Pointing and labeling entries
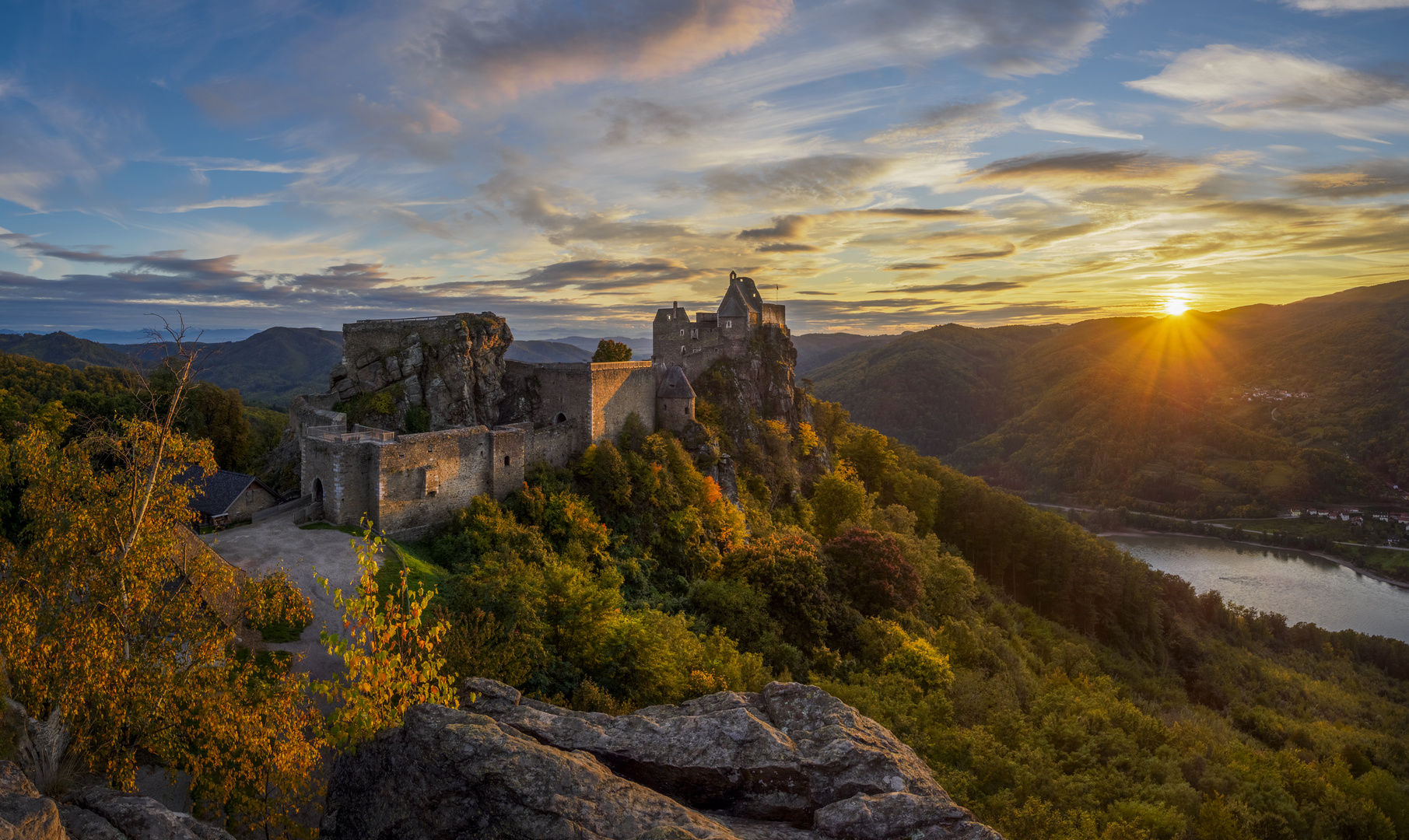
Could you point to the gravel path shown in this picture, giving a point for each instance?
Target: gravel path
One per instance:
(264, 546)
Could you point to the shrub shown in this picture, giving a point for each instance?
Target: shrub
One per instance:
(276, 607)
(870, 569)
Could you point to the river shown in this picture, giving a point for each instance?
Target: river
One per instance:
(1302, 586)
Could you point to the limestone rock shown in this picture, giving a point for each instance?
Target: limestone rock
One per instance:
(15, 782)
(24, 814)
(447, 774)
(29, 817)
(778, 756)
(901, 815)
(85, 824)
(453, 367)
(135, 817)
(790, 763)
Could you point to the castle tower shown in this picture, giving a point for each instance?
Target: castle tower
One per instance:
(675, 401)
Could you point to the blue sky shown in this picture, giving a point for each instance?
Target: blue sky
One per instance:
(875, 165)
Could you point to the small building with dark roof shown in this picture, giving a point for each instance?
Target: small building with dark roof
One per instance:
(226, 498)
(674, 401)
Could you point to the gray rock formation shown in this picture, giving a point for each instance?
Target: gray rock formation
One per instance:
(787, 763)
(24, 814)
(448, 367)
(90, 814)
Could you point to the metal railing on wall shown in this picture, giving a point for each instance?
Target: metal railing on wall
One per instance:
(356, 435)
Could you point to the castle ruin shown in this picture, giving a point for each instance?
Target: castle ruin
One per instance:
(712, 336)
(423, 415)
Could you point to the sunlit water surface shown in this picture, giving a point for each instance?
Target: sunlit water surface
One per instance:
(1301, 586)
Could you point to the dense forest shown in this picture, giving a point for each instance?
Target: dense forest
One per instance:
(96, 397)
(1200, 415)
(1057, 687)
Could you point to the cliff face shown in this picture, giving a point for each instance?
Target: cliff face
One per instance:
(787, 763)
(423, 375)
(757, 409)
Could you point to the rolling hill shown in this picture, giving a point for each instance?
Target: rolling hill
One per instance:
(61, 348)
(816, 350)
(1207, 412)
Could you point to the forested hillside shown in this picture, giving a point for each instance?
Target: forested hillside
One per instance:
(96, 397)
(1056, 685)
(1205, 413)
(271, 367)
(818, 350)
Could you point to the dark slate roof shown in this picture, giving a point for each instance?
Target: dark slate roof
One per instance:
(734, 305)
(675, 385)
(217, 492)
(752, 298)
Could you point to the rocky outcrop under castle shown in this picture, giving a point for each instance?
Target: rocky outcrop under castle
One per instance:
(446, 371)
(790, 763)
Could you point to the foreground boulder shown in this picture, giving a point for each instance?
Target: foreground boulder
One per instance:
(90, 814)
(787, 763)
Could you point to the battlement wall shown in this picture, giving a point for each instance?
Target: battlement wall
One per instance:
(416, 480)
(594, 399)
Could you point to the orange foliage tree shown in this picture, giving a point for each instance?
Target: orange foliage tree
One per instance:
(119, 626)
(389, 653)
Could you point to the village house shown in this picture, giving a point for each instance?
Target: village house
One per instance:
(227, 498)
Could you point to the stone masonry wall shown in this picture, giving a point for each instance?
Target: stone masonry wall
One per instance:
(552, 444)
(620, 390)
(416, 481)
(594, 397)
(250, 502)
(342, 471)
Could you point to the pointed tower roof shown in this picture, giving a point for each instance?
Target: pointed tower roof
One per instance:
(752, 298)
(733, 305)
(741, 298)
(675, 383)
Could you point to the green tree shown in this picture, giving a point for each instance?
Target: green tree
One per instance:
(612, 352)
(839, 498)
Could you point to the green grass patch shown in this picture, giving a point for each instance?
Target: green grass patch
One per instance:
(282, 632)
(417, 571)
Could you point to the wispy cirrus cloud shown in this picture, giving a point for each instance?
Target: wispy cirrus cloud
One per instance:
(1341, 6)
(509, 50)
(955, 124)
(801, 182)
(981, 286)
(1270, 90)
(1063, 117)
(1377, 177)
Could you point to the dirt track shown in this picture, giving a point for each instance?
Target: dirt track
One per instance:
(264, 546)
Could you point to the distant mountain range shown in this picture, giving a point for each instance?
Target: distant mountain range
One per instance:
(1254, 404)
(268, 368)
(816, 350)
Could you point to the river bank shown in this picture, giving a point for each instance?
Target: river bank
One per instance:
(1320, 555)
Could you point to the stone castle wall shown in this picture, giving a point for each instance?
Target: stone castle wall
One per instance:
(592, 397)
(415, 481)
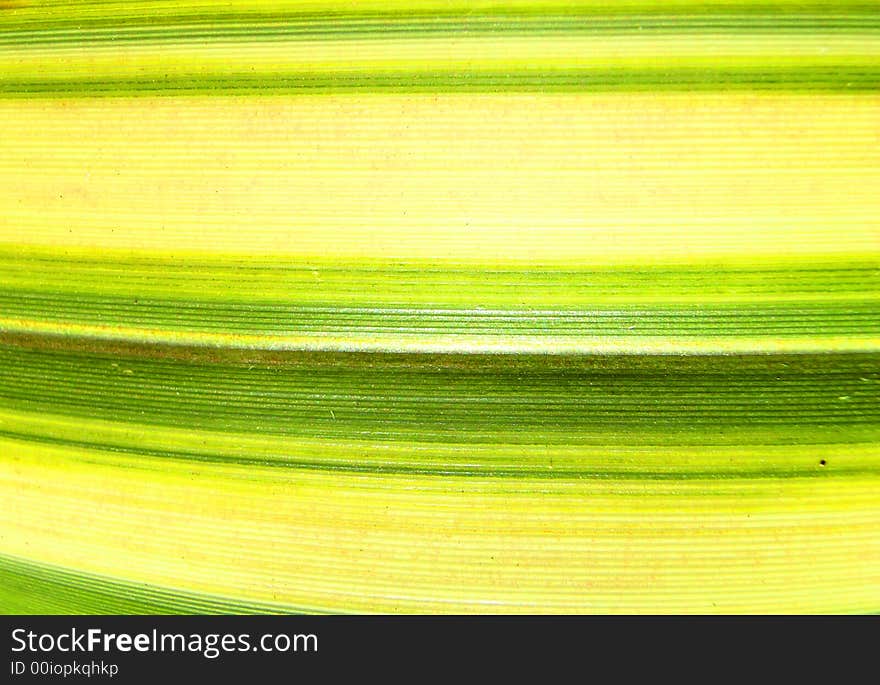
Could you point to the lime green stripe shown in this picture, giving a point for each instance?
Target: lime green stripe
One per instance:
(28, 587)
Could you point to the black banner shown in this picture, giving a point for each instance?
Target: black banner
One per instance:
(144, 648)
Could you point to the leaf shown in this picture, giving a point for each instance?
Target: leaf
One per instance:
(424, 306)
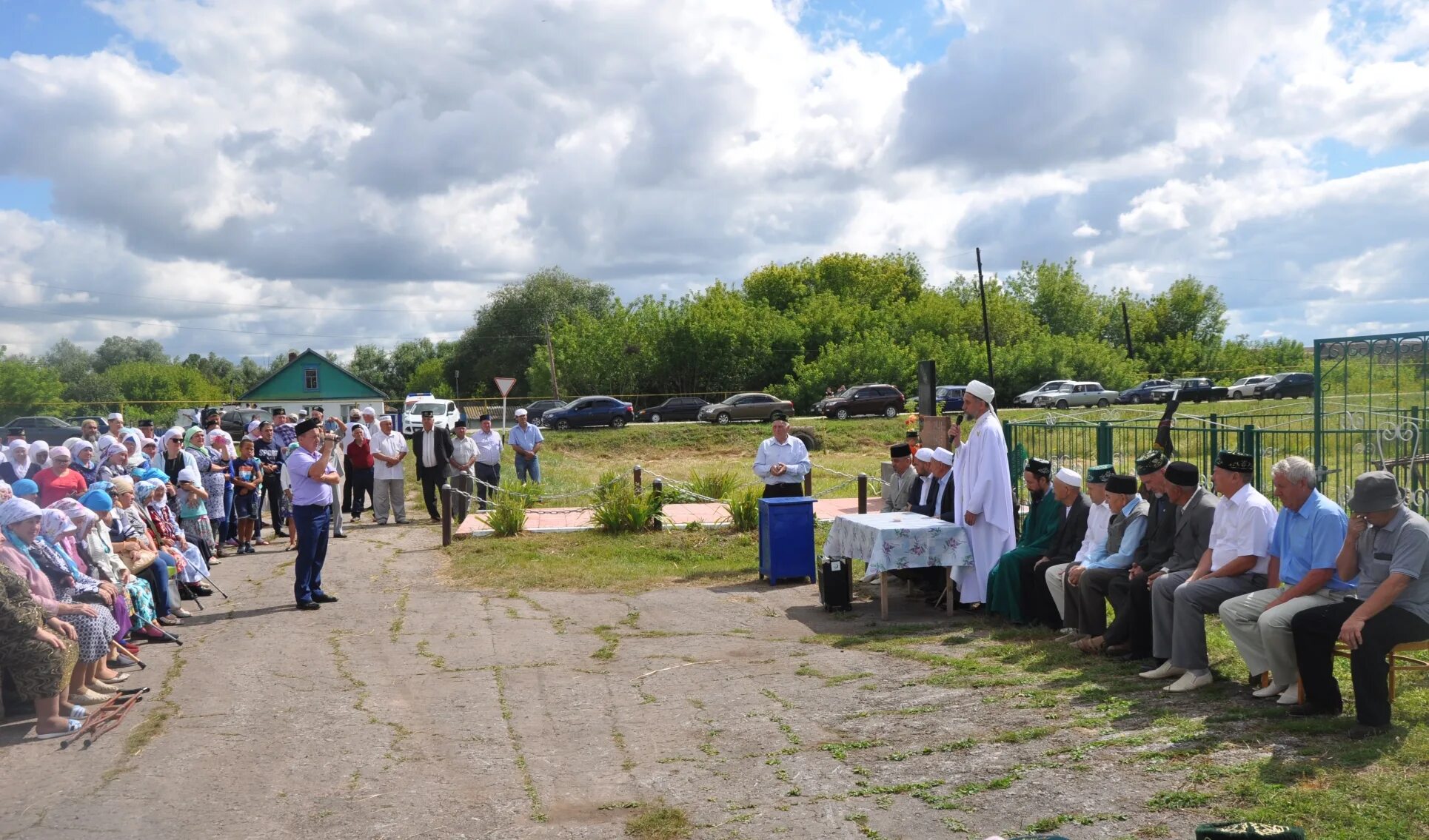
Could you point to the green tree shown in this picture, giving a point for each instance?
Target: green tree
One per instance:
(516, 319)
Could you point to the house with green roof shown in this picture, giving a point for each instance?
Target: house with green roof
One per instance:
(312, 380)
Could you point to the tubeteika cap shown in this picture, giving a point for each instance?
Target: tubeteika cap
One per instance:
(1236, 462)
(1182, 473)
(1151, 462)
(1375, 491)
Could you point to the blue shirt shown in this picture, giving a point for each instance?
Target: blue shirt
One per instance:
(525, 437)
(307, 491)
(1309, 539)
(1131, 540)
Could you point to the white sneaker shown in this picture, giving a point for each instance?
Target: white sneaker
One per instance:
(1162, 672)
(1191, 682)
(1272, 691)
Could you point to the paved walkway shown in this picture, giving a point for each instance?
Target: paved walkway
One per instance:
(416, 710)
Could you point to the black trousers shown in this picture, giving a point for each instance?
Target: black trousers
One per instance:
(1315, 634)
(783, 491)
(486, 474)
(1132, 600)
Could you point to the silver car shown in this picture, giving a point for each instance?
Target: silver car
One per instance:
(1077, 393)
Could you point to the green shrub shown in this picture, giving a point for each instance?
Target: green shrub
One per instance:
(743, 509)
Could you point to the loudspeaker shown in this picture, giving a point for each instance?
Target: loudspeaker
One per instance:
(928, 388)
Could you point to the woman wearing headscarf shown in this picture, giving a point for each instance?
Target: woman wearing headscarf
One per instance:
(58, 480)
(18, 463)
(93, 626)
(39, 652)
(127, 536)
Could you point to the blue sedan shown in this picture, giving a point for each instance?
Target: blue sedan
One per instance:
(589, 411)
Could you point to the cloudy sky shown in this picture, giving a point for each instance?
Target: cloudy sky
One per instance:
(250, 175)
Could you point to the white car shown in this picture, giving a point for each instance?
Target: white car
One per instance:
(1244, 389)
(444, 414)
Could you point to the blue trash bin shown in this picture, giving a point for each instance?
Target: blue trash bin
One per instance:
(786, 539)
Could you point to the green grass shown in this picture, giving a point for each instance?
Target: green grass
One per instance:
(593, 560)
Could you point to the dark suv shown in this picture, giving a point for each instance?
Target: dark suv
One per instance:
(866, 399)
(1286, 385)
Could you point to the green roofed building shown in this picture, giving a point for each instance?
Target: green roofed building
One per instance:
(310, 379)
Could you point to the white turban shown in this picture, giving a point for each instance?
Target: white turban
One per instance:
(982, 390)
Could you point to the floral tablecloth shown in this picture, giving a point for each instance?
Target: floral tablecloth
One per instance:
(898, 540)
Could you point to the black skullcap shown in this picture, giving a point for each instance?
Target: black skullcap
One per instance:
(1182, 473)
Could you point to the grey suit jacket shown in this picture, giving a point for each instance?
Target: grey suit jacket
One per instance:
(1192, 532)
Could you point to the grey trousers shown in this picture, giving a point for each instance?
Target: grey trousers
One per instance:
(1179, 614)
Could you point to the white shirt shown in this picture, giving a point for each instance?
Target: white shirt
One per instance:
(1098, 519)
(488, 448)
(1242, 526)
(390, 446)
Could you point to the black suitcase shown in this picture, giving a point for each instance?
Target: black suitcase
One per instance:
(837, 585)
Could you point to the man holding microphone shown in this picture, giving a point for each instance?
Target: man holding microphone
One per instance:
(313, 479)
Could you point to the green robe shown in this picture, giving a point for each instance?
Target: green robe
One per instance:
(1005, 594)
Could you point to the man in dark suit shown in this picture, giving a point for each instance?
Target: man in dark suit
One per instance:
(432, 448)
(1192, 511)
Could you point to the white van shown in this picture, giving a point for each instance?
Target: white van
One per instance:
(444, 413)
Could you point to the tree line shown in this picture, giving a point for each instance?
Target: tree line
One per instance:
(792, 329)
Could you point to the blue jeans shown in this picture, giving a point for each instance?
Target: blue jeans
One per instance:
(528, 468)
(310, 522)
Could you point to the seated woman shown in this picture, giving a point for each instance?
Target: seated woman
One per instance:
(39, 652)
(93, 626)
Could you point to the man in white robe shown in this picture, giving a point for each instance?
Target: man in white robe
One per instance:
(982, 493)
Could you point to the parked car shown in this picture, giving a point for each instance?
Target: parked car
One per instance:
(1244, 388)
(749, 406)
(536, 410)
(1286, 385)
(1198, 390)
(1078, 393)
(672, 409)
(52, 430)
(589, 411)
(1028, 397)
(1145, 392)
(865, 399)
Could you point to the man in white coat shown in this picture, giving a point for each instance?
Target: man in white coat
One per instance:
(982, 491)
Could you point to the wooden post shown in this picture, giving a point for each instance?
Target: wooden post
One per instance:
(446, 513)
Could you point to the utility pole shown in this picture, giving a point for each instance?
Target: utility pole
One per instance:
(986, 329)
(1126, 325)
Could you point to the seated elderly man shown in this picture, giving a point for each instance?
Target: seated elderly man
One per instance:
(1112, 559)
(1048, 509)
(1098, 516)
(1234, 565)
(1304, 546)
(1387, 545)
(903, 480)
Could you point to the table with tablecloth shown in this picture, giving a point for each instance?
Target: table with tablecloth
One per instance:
(898, 540)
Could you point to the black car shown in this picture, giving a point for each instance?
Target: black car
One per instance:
(539, 408)
(866, 399)
(673, 409)
(589, 411)
(1286, 385)
(1152, 390)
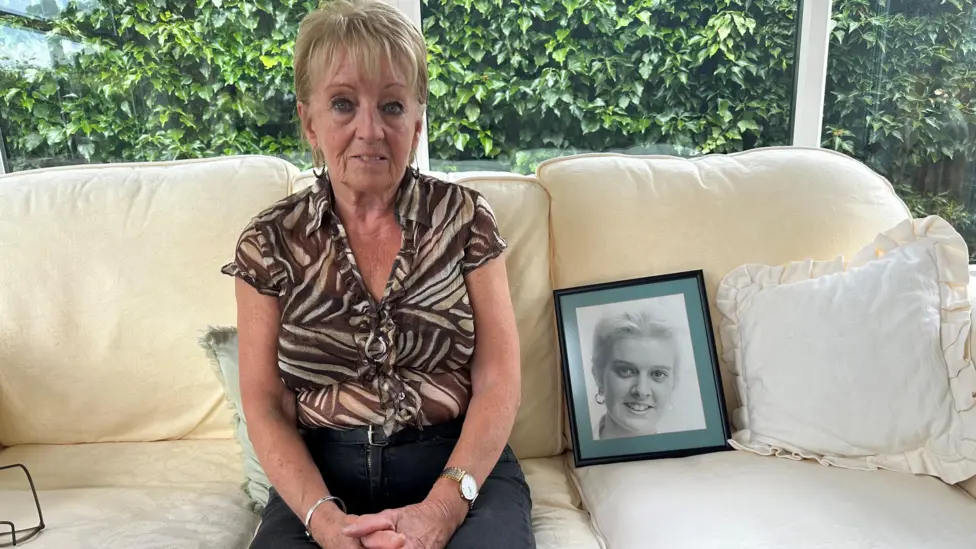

▸ **Task brief**:
Output the stretch from the line containing "Could you point to the man in white robe" through the line containing "(1126, 325)" as a Markdown table with the columns Number and Line, numbering the lines in order and leaving out any blank lines.

▸ **Solution for this exercise**:
| Number | Line |
|---|---|
| 1 | Could you point to the man in white robe shown in this picture, giving a point for each instance? |
| 2 | Target: man in white robe |
| 3 | One per instance: |
| 4 | (982, 493) |
| 5 | Could you point to the parked car shown in this picture, giving a point for each instance? |
| 6 | Target: parked car |
| 7 | One per instance: |
| 8 | (1244, 388) |
| 9 | (749, 406) |
| 10 | (536, 410) |
| 11 | (1286, 385) |
| 12 | (1198, 390) |
| 13 | (1078, 393) |
| 14 | (672, 409) |
| 15 | (52, 430) |
| 16 | (589, 411) |
| 17 | (1028, 397) |
| 18 | (1145, 392) |
| 19 | (865, 399) |
| 20 | Could you point to the man in white coat shown in this picture, giving a point for each instance? |
| 21 | Target: man in white coat |
| 22 | One per instance: |
| 23 | (982, 491) |
| 24 | Could you point to the wooden post shown in this picture, giving a point for each instance? |
| 25 | Target: wooden post |
| 26 | One per instance: |
| 27 | (446, 513) |
| 28 | Could you point to the utility pole shown in this picture, giving a point for each instance? |
| 29 | Target: utility pole |
| 30 | One per instance: |
| 31 | (986, 329) |
| 32 | (1126, 325) |